When you write out the records, keep every word exact and drop the pictures.

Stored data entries
========================================

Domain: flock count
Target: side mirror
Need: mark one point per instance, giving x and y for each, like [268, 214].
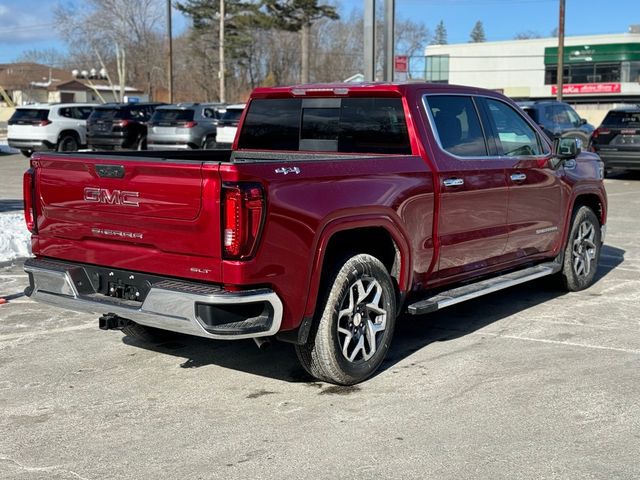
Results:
[567, 148]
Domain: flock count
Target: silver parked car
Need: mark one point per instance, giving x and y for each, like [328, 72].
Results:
[184, 126]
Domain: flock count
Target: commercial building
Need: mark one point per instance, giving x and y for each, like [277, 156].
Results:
[600, 71]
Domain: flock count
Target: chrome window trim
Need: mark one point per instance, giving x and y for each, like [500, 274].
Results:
[432, 125]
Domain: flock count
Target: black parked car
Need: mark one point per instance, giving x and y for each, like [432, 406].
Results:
[558, 119]
[115, 126]
[617, 139]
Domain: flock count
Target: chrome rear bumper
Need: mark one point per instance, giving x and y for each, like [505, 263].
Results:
[179, 306]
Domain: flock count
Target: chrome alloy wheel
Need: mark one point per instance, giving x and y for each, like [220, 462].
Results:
[361, 318]
[584, 249]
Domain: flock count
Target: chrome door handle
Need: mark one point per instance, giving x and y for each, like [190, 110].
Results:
[453, 182]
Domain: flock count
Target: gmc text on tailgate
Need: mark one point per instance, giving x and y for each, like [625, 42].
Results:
[338, 208]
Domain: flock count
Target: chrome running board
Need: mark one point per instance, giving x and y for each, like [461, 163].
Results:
[483, 287]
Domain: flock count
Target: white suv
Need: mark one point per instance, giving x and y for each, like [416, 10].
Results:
[61, 127]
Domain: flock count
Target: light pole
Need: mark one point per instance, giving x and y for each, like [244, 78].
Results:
[560, 73]
[221, 53]
[169, 54]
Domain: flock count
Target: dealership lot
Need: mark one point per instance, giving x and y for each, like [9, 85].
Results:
[524, 383]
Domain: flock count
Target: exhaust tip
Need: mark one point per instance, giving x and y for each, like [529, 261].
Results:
[262, 343]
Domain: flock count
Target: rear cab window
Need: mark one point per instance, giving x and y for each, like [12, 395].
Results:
[457, 125]
[515, 137]
[346, 125]
[28, 116]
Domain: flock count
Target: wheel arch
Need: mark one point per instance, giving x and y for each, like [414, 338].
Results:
[72, 132]
[383, 240]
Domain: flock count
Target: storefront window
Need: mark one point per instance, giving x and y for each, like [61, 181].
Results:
[437, 69]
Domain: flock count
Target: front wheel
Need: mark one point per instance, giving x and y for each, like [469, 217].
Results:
[354, 328]
[582, 252]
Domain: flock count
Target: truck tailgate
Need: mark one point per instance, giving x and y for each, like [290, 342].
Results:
[142, 214]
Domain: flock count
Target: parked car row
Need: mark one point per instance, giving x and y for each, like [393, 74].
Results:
[616, 140]
[123, 126]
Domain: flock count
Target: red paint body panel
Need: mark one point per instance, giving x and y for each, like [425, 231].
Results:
[444, 235]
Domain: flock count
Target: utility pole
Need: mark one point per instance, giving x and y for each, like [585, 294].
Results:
[389, 23]
[560, 84]
[169, 54]
[369, 40]
[221, 72]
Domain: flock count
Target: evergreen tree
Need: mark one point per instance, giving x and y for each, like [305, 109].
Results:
[440, 36]
[477, 34]
[299, 16]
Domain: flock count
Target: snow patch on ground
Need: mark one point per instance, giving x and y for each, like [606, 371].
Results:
[14, 237]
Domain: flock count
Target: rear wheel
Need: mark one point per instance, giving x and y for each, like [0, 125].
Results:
[354, 328]
[146, 334]
[67, 143]
[582, 252]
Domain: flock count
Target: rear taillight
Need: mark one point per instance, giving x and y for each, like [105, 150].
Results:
[28, 192]
[243, 210]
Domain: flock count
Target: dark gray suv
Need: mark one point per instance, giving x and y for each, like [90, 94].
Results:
[184, 126]
[558, 119]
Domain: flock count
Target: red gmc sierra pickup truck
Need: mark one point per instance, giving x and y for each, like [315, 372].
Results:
[338, 208]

========================================

Task response:
Domain: flock count
Target: side mirror
Need: mark one point per instance, giving x and y for each, like [268, 214].
Results:
[567, 148]
Domain: flock count
Target: silver parked car
Need: mark one point per instance, giving x and y for each, like [328, 72].
Results:
[184, 126]
Domain: flock count
Target: commercial building
Need: mark one point per instance, giving x and y for each, like [277, 156].
Results:
[600, 71]
Domain: flock count
Target: chrome window trim
Need: mark one point per instance, giving x and y for each, like [500, 274].
Results:
[432, 125]
Domain: flock count
Target: black parked car
Need: mark one point per instance, giving x and y for each, like [432, 406].
Results:
[558, 119]
[115, 126]
[617, 139]
Domain: flock count
Target: chrome rear bumper
Need: mark one point per instance, giving x and y for each, like [505, 263].
Results:
[179, 306]
Domain: flock count
Target: chrome alloy wheel
Need: mark one point per instance, giving x and y for each, like [220, 462].
Results:
[361, 318]
[584, 249]
Domain: flock count
Target: chrome door handle
Need: mark one point per instance, giving x and y for each, like [190, 110].
Results:
[453, 182]
Domain: flock count
Target: gmc text on tailgate
Need: mark one point per instance, giving x and y for each, like [625, 42].
Results:
[338, 208]
Domain: flock count
Target: chrome running board
Need: mark one point per instance, giving x and y for each, like [461, 163].
Results:
[483, 287]
Domain: flock count
Target: white suv
Need: mark one point per instance, giving x and y for each, like [416, 10].
Results:
[61, 127]
Domain: flock count
Target: light pole
Need: mark one point per instance, giving x and y for each, like [244, 78].
Results:
[560, 73]
[221, 53]
[169, 54]
Domain: flock count
Target: dealership lot
Need: mark one point per instance, giving x and y for each, like [9, 85].
Results:
[524, 383]
Domain: flock count
Target: exhaust tip
Need: mark one point per instance, giving x and y for each, like [529, 261].
Results:
[262, 343]
Domain: flock count
Target: rear cab window
Need: mark one point per instance, giving x and y for each, like [12, 395].
Results:
[457, 125]
[515, 137]
[346, 125]
[28, 116]
Domain: flock count
Target: wheel arch
Need: mark one point per instance, giving x and y for each, like [414, 338].
Results:
[72, 132]
[383, 240]
Domain: flock count
Target: storefront window
Need: mark one point per instance, giving x and y for each, like [61, 181].
Results:
[437, 69]
Domain: flock count
Target: front wheel
Need: mark one point per instance, giving x and y for each, like [469, 217].
Results:
[354, 328]
[582, 252]
Domain: flock count
Target: truck tailgate
Need: mark one point per instance, giving x and y for each, like [290, 342].
Results:
[142, 214]
Domain: flock count
Target: parked car row
Need: mark one point per instance, giving x and y for each, like [393, 74].
Results:
[616, 140]
[123, 126]
Domain: flock count
Target: red paint body panel
Need: mark one point per instance, giving x and y for each, like [425, 231].
Results:
[444, 235]
Domain: flock count
Target: utility pole
Need: mark one point per instance, giving x and y for each, like [585, 294].
Results:
[389, 23]
[560, 84]
[169, 54]
[369, 40]
[221, 72]
Domain: flock count
Target: evergreen tree
Need: mark one point per instance, giving x and y for each, like [305, 109].
Results:
[440, 36]
[477, 34]
[299, 16]
Domain: flock count
Target: snow patch on ground
Need: mark one point per instance, giving x and y for each, like [606, 371].
Results:
[14, 237]
Domain: flock count
Target: rear wheel
Need: mark one point per instance, giving x and y for each, like [0, 125].
Results:
[354, 328]
[146, 334]
[67, 143]
[582, 252]
Domain: flock count
Target: rear taillight
Need: mark one point per instance, giving x and y for each, like [105, 150].
Results:
[28, 192]
[243, 210]
Domain: flock count
Target: dark gray suv
Need: mark one point per instance, giving x and y for each, like [90, 94].
Results:
[184, 126]
[558, 119]
Domain: flock count
Target: red gmc sierra pickup truck
Need: mark one point per instance, giving x and y for each, like [315, 372].
Results:
[338, 208]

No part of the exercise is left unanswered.